## begin Selected text

Midpoints save the Day!

This is a simple English answer haha.

It is given that the coordinates are midpoints of the line. This is a major clue.

Imagine a 2nd triangle formed by these midpoints. That is, draw a line (a hypotenuse) with (3,5) as start and (-3,-3) as end. The two triangles are similar in size (you can do the proving for me lol).

As the coordinates are midpoints, then the lengths of the 2nd triangle are half the lengths of AC and AB. This means, the hypotenuse of the 2nd triangle is also half the length of BC.

## end Selected text

**Prompt**
Print the whole midpoints answer word for word. The rows come from a separate source.

## begin Listed records

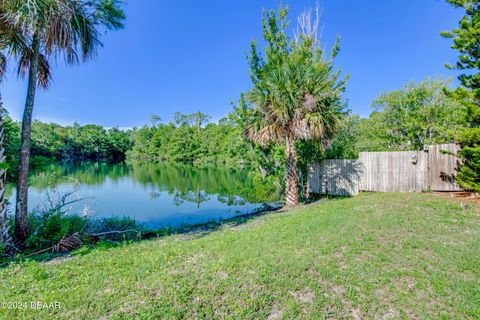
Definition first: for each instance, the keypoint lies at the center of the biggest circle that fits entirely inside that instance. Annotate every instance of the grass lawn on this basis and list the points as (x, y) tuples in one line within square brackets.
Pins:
[(412, 256)]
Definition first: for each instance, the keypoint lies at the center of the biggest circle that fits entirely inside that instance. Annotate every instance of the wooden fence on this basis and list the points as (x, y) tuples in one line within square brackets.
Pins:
[(410, 171)]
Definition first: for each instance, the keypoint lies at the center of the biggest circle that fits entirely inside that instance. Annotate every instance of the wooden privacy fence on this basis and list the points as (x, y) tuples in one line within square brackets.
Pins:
[(433, 169)]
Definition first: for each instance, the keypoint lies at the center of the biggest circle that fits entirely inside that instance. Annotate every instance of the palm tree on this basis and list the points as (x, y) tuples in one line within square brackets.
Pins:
[(297, 97), (51, 29)]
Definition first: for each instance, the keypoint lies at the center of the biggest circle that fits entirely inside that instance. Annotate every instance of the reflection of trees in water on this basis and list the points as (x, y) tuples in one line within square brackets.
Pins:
[(182, 182)]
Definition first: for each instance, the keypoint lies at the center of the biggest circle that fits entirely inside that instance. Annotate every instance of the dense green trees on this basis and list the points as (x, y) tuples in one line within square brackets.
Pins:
[(191, 140), (466, 40), (295, 95), (406, 119)]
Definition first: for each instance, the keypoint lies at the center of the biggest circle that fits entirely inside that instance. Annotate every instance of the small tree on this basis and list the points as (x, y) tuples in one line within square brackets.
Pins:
[(51, 28), (466, 39), (296, 94)]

## end Listed records

**Right answer**
Midpoints save the Day!

This is a simple English answer haha.

It is given that the coordinates are midpoints of the line. This is a major clue.

Imagine a 2nd triangle formed by these midpoints. That is, draw a line (a hypotenuse) with (3,5) as start and (-3,-3) as end. The two triangles are similar in size (you can do the proving for me lol).

As the coordinates are midpoints, then the lengths of the 2nd triangle are half the lengths of AC and AB. This means, the hypotenuse of the 2nd triangle is also half the length of BC.